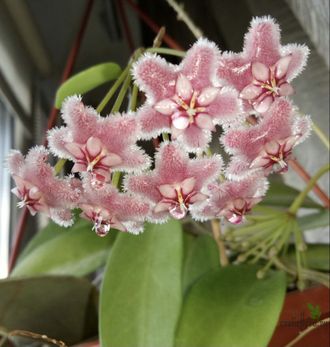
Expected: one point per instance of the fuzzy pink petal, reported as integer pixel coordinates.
(183, 87)
(94, 146)
(281, 66)
(180, 122)
(262, 42)
(207, 96)
(204, 121)
(299, 55)
(226, 107)
(167, 191)
(188, 185)
(79, 118)
(194, 139)
(171, 162)
(263, 105)
(155, 77)
(152, 122)
(199, 63)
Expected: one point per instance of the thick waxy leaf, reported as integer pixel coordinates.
(59, 307)
(317, 257)
(87, 80)
(231, 307)
(281, 195)
(141, 292)
(201, 255)
(315, 220)
(74, 251)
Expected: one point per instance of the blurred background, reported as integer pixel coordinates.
(36, 37)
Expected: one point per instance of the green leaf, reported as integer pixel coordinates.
(201, 256)
(141, 293)
(317, 256)
(75, 251)
(231, 307)
(314, 220)
(59, 307)
(87, 80)
(282, 195)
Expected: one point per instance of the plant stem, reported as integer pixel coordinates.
(301, 197)
(307, 331)
(322, 136)
(216, 231)
(166, 51)
(182, 15)
(113, 89)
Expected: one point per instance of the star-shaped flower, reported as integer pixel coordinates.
(184, 100)
(106, 208)
(268, 145)
(38, 188)
(231, 199)
(97, 144)
(264, 70)
(176, 183)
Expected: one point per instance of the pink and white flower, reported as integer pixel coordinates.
(264, 70)
(176, 183)
(232, 200)
(184, 100)
(97, 144)
(268, 145)
(38, 188)
(106, 208)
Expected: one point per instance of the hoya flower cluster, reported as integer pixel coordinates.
(245, 93)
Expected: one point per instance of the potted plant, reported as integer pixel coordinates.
(213, 253)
============
- [Description of the task]: Except for the pictures, give all the material above again verbatim.

- [Task response]:
Expected: one point per instance of the fuzzy pink petal, reported as integer pixel coordinates.
(183, 87)
(94, 146)
(281, 66)
(180, 122)
(262, 42)
(207, 96)
(204, 121)
(299, 55)
(226, 107)
(167, 191)
(188, 185)
(79, 118)
(194, 139)
(171, 162)
(263, 105)
(155, 77)
(152, 122)
(199, 63)
Expected: one point per instance of the thick waxy leaf, reported as integer pixel coordinates.
(59, 307)
(317, 257)
(87, 80)
(231, 307)
(281, 195)
(141, 292)
(201, 255)
(315, 220)
(74, 251)
Expected: one point per instance of the blurred background, reported as integer pixel coordinates.
(36, 37)
Expected: one point per instance of the green leaf, reported as integer pixel coordinates.
(201, 256)
(141, 293)
(317, 256)
(75, 251)
(231, 307)
(314, 220)
(59, 307)
(87, 80)
(282, 195)
Expected: one point per instance of the plant stem, reported as integer pixel coordinates.
(301, 197)
(307, 331)
(322, 136)
(216, 231)
(166, 51)
(182, 15)
(113, 89)
Expected: one point per instance of the star-shaped flower, reported as integer pixel coordinates.
(184, 100)
(106, 208)
(268, 145)
(38, 188)
(231, 199)
(97, 144)
(264, 70)
(176, 183)
Expected: one point per instance of the pink and white flower, reported as integer pixel coordinates.
(264, 70)
(176, 183)
(232, 200)
(184, 100)
(97, 144)
(268, 145)
(38, 188)
(106, 208)
Expected: one point per instance of the hoya flower cluster, reported as integer pixel coordinates.
(245, 93)
Expected: one point per instance of the potted plant, reported as integer pixel coordinates.
(213, 253)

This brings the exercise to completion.